What the task requires
Find "of the barred" in the data, then restate the line it sits in and every later line word for word, ending with the last line.

Information supplied
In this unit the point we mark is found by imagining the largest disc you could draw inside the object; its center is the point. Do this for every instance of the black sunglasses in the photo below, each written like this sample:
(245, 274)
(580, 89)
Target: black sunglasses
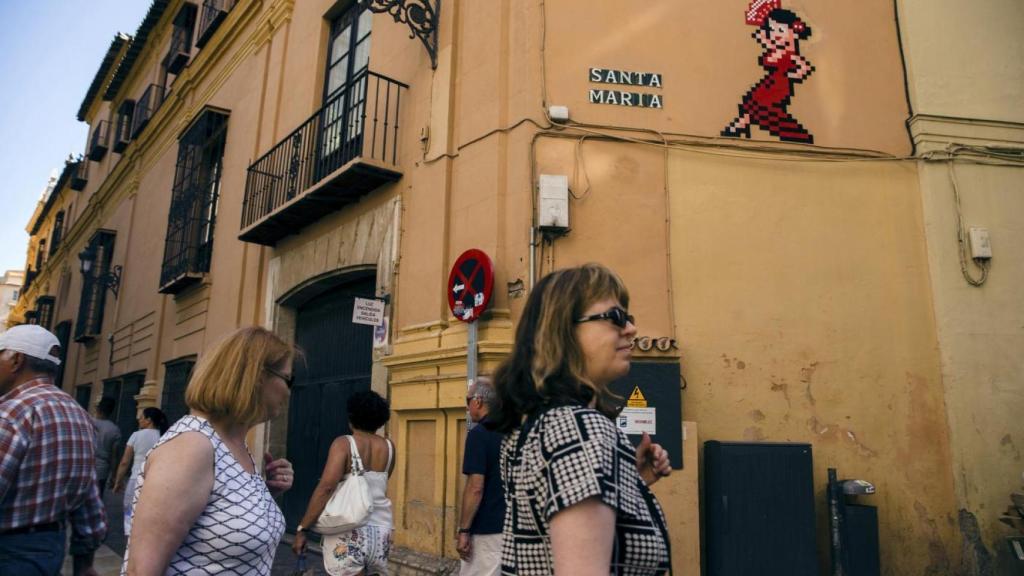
(617, 316)
(289, 380)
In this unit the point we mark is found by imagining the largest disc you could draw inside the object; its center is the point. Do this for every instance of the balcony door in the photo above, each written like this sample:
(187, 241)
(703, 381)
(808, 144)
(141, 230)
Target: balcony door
(344, 89)
(336, 363)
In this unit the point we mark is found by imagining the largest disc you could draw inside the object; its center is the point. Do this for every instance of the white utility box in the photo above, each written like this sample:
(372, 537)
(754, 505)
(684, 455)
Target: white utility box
(553, 208)
(981, 247)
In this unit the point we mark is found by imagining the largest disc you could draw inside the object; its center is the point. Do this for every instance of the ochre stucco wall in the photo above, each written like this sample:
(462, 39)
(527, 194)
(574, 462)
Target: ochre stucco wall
(802, 297)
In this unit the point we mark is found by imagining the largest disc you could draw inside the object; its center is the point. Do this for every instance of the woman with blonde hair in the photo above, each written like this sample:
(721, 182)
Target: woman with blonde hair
(201, 505)
(576, 489)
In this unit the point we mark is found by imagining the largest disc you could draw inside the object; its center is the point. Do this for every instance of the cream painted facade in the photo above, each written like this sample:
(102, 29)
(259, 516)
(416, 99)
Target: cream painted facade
(813, 291)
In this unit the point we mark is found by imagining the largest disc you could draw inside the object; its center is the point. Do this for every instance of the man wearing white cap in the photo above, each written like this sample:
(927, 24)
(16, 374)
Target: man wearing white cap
(47, 469)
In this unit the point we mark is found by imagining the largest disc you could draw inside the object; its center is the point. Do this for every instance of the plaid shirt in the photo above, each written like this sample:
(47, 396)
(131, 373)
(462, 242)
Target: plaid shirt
(47, 467)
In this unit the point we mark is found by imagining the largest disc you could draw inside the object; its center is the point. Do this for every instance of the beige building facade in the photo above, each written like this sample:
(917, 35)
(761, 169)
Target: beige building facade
(272, 162)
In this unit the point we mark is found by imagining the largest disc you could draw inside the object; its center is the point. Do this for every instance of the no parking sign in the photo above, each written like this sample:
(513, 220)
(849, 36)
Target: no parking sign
(470, 285)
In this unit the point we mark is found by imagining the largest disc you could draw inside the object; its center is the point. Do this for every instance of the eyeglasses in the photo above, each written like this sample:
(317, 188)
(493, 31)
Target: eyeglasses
(617, 316)
(289, 379)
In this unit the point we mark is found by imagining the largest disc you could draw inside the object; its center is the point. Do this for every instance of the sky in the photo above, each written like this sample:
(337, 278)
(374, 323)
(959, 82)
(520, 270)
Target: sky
(49, 52)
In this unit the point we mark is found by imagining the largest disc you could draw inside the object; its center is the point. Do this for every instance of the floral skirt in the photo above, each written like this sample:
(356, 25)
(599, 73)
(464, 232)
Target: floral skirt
(366, 547)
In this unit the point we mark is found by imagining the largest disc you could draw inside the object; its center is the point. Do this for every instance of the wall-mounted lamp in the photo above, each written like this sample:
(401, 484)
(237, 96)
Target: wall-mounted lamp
(110, 280)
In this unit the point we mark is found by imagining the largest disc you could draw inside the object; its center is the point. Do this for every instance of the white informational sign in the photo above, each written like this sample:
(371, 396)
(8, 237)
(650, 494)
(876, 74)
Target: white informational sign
(638, 420)
(369, 312)
(380, 334)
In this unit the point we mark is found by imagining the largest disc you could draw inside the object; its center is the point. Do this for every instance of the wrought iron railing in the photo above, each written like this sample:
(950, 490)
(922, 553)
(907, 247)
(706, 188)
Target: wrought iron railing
(145, 108)
(190, 223)
(360, 121)
(99, 141)
(122, 131)
(80, 174)
(214, 12)
(177, 55)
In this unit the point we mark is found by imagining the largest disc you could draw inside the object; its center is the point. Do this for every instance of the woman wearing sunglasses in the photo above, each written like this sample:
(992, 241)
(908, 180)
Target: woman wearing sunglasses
(577, 490)
(201, 504)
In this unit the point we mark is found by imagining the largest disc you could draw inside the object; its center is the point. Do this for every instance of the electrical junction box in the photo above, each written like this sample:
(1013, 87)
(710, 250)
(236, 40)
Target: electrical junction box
(553, 208)
(558, 113)
(981, 248)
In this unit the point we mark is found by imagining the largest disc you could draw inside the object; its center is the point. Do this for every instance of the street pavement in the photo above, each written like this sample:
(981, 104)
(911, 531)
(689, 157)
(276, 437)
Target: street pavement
(109, 557)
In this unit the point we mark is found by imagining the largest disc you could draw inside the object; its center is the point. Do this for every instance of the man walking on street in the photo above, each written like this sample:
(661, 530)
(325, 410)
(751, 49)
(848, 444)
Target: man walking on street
(108, 441)
(479, 542)
(47, 467)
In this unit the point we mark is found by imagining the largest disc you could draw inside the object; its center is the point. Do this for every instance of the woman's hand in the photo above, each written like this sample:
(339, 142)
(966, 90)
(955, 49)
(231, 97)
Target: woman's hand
(280, 475)
(299, 544)
(652, 460)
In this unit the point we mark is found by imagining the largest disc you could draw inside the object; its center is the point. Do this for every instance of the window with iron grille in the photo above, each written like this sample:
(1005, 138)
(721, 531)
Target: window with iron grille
(124, 389)
(90, 310)
(44, 311)
(62, 332)
(122, 132)
(41, 254)
(194, 203)
(57, 233)
(83, 393)
(176, 376)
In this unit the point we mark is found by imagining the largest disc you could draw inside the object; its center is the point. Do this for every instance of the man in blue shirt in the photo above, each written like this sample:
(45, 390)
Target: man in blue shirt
(482, 515)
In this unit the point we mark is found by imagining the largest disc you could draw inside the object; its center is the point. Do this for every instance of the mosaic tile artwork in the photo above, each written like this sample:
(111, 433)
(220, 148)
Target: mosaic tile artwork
(766, 104)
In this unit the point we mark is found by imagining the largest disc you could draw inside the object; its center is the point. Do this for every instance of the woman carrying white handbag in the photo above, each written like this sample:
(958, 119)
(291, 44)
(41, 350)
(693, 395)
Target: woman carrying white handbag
(350, 506)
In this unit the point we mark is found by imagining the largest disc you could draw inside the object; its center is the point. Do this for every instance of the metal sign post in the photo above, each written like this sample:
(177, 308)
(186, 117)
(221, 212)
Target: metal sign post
(470, 286)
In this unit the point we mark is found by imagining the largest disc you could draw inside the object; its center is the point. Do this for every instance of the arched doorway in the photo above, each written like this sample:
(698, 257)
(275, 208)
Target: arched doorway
(338, 359)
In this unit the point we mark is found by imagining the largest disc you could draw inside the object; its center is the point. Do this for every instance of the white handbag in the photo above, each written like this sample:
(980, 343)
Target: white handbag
(351, 502)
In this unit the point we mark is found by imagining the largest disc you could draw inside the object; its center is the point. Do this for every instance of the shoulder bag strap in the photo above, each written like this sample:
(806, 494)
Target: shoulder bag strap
(390, 454)
(356, 460)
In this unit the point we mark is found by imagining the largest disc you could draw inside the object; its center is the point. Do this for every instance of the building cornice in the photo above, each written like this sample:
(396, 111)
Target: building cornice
(935, 133)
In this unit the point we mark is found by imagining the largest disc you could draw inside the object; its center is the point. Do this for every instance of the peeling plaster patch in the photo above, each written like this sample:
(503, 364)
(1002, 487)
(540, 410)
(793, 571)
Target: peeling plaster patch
(782, 387)
(754, 434)
(938, 560)
(806, 374)
(976, 558)
(1008, 447)
(861, 449)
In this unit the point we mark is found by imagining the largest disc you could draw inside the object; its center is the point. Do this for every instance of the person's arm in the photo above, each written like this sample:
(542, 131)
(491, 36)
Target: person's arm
(124, 467)
(178, 483)
(12, 447)
(582, 538)
(334, 469)
(471, 496)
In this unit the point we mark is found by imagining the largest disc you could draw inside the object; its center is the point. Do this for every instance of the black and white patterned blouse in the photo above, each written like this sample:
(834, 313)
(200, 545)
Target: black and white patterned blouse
(239, 530)
(569, 454)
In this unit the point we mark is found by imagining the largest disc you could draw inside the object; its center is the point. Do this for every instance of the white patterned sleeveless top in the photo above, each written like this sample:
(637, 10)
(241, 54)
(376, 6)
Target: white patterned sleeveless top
(239, 530)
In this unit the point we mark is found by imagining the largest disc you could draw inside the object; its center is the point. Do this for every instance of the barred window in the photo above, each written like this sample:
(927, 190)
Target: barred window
(90, 310)
(83, 393)
(44, 311)
(177, 373)
(188, 246)
(57, 233)
(62, 332)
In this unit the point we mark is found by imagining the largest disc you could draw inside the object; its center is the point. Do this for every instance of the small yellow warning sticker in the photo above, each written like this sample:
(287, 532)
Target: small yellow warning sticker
(637, 399)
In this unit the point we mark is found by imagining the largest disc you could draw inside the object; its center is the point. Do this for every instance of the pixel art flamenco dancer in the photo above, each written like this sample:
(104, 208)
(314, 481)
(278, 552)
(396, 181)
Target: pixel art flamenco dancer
(779, 33)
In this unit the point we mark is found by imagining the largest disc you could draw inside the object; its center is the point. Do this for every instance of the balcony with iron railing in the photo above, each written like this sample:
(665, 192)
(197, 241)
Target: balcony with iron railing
(212, 13)
(100, 140)
(145, 108)
(80, 174)
(345, 150)
(177, 55)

Solution below
In this unit the point we mark is found by imagining the largest disc you could draw inside the object; its center is the point. Do this for every instance of the barred window in the photo above, each written like this sample:
(927, 190)
Target: barred window
(90, 310)
(83, 393)
(44, 311)
(177, 373)
(188, 246)
(57, 233)
(62, 332)
In this unit the point we mark is found by imagining the largest disc you could draw inside the object; its center is the point. Do this for every instance of the small yellow warning sticker in the photo above, each written like this sample:
(287, 532)
Target: small yellow warning sticker
(637, 399)
In this unit the point we mark is found by imagining the largest disc you could draw inside the object; its center is the point. Do this for every instance of the pixel art flamenco dancer in the photo above, each written like this sample:
(104, 208)
(314, 481)
(278, 552)
(396, 181)
Target: pixel art flamenco dancer
(779, 33)
In this unit the point we mark is found by imagining the largest disc you could draw inside the object; its center is the point. Do this for every instance of the balcony with iron railing in the photo above, each written like this sample:
(665, 192)
(197, 241)
Target: balcony with iron railing
(212, 13)
(100, 140)
(145, 108)
(80, 174)
(345, 150)
(177, 55)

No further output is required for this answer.